- **Passage provided**:
>>

Caching trades memory for speed. For a typical human analysis, total memory usage is ~100–200 MB.

Rayon thread pool

Batch operations (batch_similarity, compare_gene_pairs_batch, gene_distance_matrix) use Rayon to parallelize pair evaluation across CPU cores. The thread pool is initialized once via set_num_threads and reused for all subsequent parallel work.

FxHashMap

GO3 uses FxHashMap (a fast, non-cryptographic hash map) for internal lookups. FxHashMap is significantly faster than the standard HashMap for string keys like GO IDs, reducing lookup overhead in hot loops.

Why it’s fast

The combination of these design choices eliminates the main bottlenecks in pure-Python implementations:

  • No interpreter overhead in hot loops: similarity computations, ancestor lookups, and IC queries all run in compiled Rust. Python is only involved at the API boundary.

<<

- **Work instructions**:
[1] Rewrite the rows between the line holding "Emit one marker per instance in this form: [(530, 188)]." and the line holding "[(135, 228)]", inclusive, replacing "handrail" with "guard rail" and leaving everything else unchanged.
[2] Carry on the passage about GO3's speed from the point where it stops.
The passage above and the rows that come after it are unrelated material.

- **Data shown**:
>>

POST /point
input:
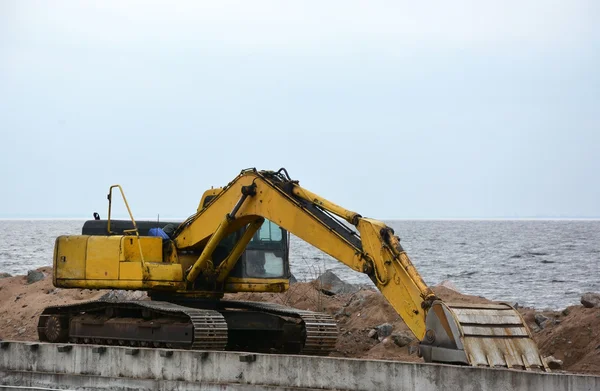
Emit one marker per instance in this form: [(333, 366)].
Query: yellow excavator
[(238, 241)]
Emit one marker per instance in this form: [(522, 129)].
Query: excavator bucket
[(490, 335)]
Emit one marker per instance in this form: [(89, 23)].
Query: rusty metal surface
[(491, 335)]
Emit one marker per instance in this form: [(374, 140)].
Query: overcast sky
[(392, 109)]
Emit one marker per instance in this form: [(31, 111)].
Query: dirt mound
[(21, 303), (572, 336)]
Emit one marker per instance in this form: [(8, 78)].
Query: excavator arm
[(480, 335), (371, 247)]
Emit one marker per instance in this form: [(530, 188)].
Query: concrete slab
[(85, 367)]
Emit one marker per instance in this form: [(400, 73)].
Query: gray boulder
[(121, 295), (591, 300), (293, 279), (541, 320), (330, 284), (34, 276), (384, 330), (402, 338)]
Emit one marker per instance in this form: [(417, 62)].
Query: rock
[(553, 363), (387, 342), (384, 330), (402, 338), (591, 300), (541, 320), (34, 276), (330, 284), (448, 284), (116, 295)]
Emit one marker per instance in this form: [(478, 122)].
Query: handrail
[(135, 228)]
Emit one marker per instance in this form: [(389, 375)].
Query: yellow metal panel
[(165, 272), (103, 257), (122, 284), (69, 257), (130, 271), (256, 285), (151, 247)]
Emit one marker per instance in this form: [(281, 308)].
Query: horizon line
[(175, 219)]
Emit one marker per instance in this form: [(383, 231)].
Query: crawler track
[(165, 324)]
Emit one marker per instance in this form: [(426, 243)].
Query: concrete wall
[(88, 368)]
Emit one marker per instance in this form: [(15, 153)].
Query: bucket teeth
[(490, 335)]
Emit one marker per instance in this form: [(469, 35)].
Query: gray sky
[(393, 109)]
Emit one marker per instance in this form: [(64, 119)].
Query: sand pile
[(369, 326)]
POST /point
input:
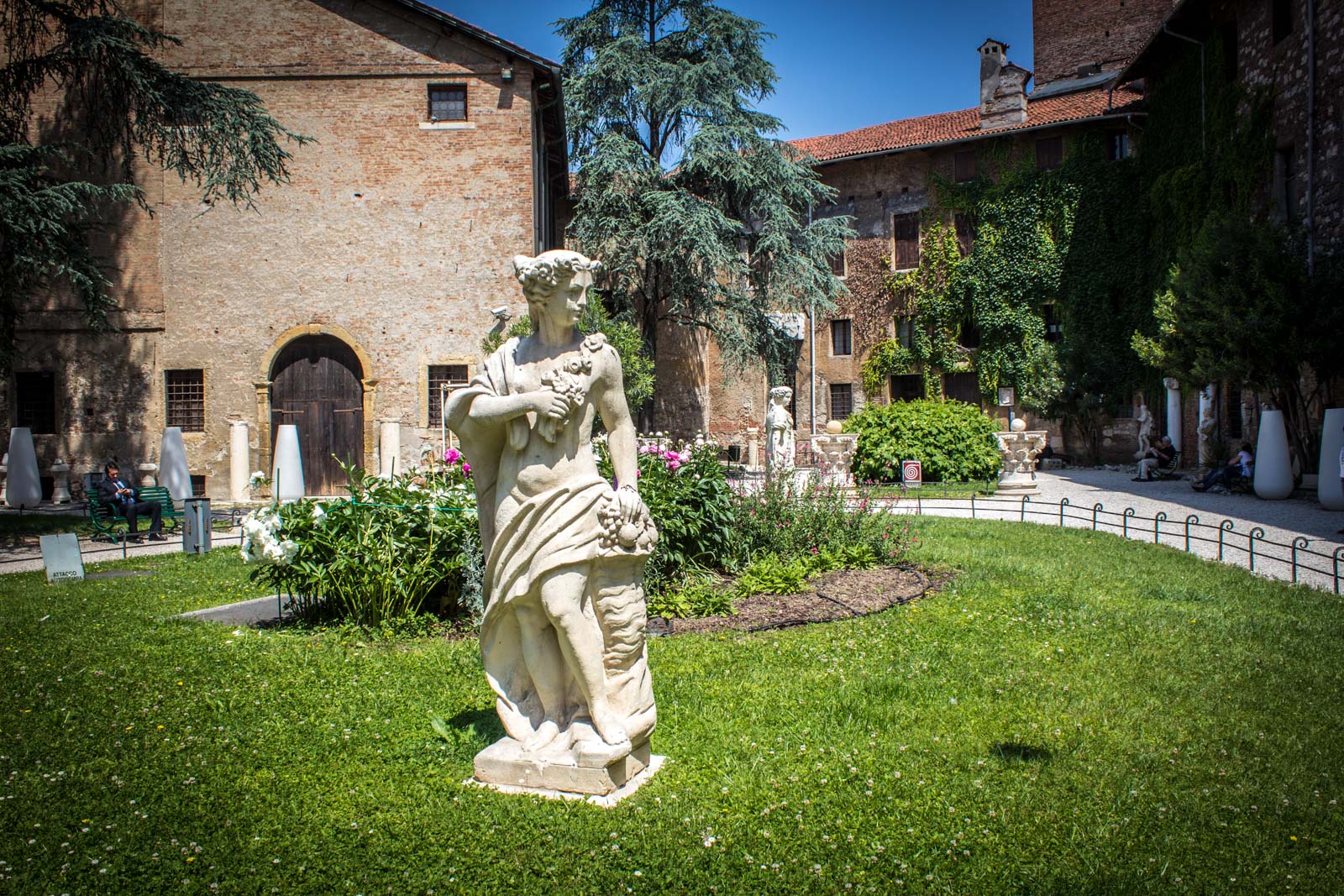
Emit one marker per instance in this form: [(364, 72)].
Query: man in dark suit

<<

- **Answer list**:
[1]
Emit one marker per instance in this form: [(530, 188)].
Query: concrete slab
[(85, 367)]
Emit one marker per instance in this form: [(400, 73)].
Query: gray boulder
[(121, 295), (591, 300), (293, 279), (541, 320), (330, 284), (34, 276), (384, 330), (402, 338)]
Emit one marker per instance in this form: [(417, 62)].
Query: rock
[(553, 363), (387, 342), (384, 330), (402, 338), (591, 300), (541, 320), (34, 276), (330, 284), (448, 284), (116, 295)]
Emit one marker per instance in this form: [(478, 122)].
Query: guard rail
[(135, 228)]

[2]
  • Parallel pair evaluation: Rayon distributes independent pair computations across threads. For N pairs on T threads, wall time scales roughly as N/T.

  • O(1) cached lookups: precomputed ancestor sets and cached DCA results avoid redundant graph traversals. In pure-Python tools, these traversals are often the dominant cost.

  • Cache-friendly data structures: Rust’s contiguous memory layout and FxHashMap’s low overhead reduce cache misses compared to Python’s object-heavy, pointer-chasing data structures.